WHAT YOU SHOULD DO:
Reproduce verbatim the lines of the listing below, beginning with the line that contains "Guideline: for each instance of the blue stadium" and continuing through the line that contains "column 789, row 757", both included.

RECORDS FOR THIS TASK:
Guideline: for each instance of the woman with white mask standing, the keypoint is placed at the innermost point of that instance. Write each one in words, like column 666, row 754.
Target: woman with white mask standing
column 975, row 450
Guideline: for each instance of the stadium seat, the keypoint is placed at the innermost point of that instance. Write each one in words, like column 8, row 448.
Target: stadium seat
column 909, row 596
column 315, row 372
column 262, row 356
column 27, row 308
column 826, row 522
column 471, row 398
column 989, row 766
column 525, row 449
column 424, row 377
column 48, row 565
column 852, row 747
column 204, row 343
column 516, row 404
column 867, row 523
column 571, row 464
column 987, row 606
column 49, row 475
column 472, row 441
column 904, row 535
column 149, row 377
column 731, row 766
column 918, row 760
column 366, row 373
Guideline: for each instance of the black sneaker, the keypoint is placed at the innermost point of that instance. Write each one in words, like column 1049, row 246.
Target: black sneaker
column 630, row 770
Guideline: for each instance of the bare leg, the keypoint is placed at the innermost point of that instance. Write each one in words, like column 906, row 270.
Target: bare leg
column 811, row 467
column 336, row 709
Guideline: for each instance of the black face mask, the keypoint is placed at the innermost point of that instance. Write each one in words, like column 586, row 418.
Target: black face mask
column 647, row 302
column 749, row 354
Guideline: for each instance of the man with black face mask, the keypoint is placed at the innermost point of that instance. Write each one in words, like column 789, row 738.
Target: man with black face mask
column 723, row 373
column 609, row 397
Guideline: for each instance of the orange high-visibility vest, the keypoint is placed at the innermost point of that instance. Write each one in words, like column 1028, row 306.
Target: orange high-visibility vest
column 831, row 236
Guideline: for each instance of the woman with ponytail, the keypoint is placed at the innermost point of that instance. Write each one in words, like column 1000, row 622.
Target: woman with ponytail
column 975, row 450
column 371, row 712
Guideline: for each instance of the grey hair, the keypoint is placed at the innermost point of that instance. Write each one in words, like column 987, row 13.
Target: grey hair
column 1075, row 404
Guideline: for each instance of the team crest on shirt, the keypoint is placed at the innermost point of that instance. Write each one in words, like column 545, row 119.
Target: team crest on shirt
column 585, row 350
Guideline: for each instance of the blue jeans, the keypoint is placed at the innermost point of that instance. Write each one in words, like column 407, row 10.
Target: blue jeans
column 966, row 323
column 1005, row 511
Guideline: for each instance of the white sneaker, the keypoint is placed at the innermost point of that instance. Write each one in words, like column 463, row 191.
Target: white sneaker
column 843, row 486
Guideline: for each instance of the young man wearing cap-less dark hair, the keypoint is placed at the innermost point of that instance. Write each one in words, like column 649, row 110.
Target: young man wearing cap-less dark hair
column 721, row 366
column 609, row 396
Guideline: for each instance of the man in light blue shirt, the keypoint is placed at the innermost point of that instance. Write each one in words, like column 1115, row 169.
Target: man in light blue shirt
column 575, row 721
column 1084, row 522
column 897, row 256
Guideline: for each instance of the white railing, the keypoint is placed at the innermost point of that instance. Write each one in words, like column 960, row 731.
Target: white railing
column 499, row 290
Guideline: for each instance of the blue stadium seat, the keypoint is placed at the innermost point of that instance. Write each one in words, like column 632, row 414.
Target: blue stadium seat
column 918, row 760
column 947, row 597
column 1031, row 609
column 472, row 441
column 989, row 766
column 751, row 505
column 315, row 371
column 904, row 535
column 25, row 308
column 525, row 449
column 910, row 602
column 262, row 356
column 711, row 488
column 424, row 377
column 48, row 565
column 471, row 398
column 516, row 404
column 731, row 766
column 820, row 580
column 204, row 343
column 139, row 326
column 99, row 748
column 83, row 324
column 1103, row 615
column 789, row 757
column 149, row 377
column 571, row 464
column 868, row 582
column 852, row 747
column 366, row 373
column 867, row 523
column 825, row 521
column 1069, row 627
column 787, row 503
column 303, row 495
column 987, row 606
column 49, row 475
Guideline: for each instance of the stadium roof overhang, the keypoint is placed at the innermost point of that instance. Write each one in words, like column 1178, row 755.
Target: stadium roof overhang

EXERCISE ANSWER:
Guideline: for each instance of the blue stadium seat, the keypoint is placed at the innermost point of that instance. Write each one in words, like column 632, row 414.
Target: blue stadium seat
column 918, row 760
column 947, row 597
column 1031, row 609
column 472, row 441
column 989, row 766
column 751, row 505
column 315, row 371
column 904, row 535
column 25, row 308
column 525, row 449
column 910, row 602
column 262, row 356
column 711, row 488
column 424, row 377
column 48, row 565
column 471, row 398
column 516, row 404
column 731, row 766
column 820, row 580
column 204, row 343
column 139, row 326
column 99, row 748
column 83, row 324
column 1103, row 615
column 789, row 757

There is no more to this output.